▸ Work instruction A
Rewrite the abstract on medical error disclosure from "A. G. Antunez1, A." up to and including "cases of I-MED.", replacing "physicians" with "doctors".
▸ Work instruction B
List every author named in the abstract on medical error disclosure.

▸ Text segment
◆ ◆ ◆ ◆ ◆
A. G. Antunez1, A. Saari1, J. Miller1, R. Jagsi1, J. B. Dimick1, L. A. Dossett1 1University Of Michigan,Ann Arbor, MI, USA
Introduction:
Patients prefer physicians to disclose their self-discovered medical errors, and disclosure expectations and practices have changed accordingly. Patient preferences when physicians discover another provider’s error are unknown. Inter-facility medical error discovery (I-MED) describes scenarios where a medical error is (1) discovered by a provider in a facility different from the one in which it occurred and (2) not known to the responsible provider. Previous work has shown that physicians struggle, and often fail, to fully disclose these errors to patients. This study analyzes patients’ preferences around disclosure in cases of I-MED.
◆ ◆ ◆ ◆ ◆
▸ Data provided
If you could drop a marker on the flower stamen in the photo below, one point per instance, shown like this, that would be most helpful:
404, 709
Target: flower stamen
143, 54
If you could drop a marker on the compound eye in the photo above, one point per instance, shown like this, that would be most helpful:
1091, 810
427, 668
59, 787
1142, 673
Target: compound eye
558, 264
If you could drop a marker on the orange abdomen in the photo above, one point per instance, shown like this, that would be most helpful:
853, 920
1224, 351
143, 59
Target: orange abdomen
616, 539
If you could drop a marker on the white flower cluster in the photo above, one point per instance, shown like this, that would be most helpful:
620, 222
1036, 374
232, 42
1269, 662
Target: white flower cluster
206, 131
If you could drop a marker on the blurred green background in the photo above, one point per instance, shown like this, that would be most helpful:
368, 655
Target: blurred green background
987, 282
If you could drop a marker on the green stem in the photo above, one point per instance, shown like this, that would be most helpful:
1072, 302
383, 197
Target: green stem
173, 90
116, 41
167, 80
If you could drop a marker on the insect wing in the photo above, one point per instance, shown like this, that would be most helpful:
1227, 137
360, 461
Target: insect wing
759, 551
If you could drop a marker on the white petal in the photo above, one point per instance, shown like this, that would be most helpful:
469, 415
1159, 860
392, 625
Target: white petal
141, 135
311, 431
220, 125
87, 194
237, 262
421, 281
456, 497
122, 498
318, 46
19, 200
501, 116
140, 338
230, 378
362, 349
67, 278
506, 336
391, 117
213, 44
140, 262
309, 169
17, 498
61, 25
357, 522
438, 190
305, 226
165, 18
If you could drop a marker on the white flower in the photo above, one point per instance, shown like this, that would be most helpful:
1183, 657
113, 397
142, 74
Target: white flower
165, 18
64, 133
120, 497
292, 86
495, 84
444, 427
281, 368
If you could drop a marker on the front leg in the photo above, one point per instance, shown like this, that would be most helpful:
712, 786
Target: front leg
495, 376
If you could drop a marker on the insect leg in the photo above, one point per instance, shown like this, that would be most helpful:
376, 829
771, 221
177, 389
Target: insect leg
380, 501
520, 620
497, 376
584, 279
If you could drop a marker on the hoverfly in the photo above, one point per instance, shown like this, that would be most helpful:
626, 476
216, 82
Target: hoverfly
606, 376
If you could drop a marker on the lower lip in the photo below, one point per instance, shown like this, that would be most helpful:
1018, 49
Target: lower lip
◆ ◆ ◆ ◆ ◆
▸ Written answer A
A. G. Antunez1, A. Saari1, J. Miller1, R. Jagsi1, J. B. Dimick1, L. A. Dossett1 1University Of Michigan,Ann Arbor, MI, USA
Introduction:
Patients prefer doctors to disclose their self-discovered medical errors, and disclosure expectations and practices have changed accordingly. Patient preferences when doctors discover another provider’s error are unknown. Inter-facility medical error discovery (I-MED) describes scenarios where a medical error is (1) discovered by a provider in a facility different from the one in which it occurred and (2) not known to the responsible provider. Previous work has shown that doctors struggle, and often fail, to fully disclose these errors to patients. This study analyzes patients’ preferences around disclosure in cases of I-MED.

▸ Written answer B
A. G. Antunez
A. Saari
J. Miller
R. Jagsi
J. B. Dimick
L. A. Dossett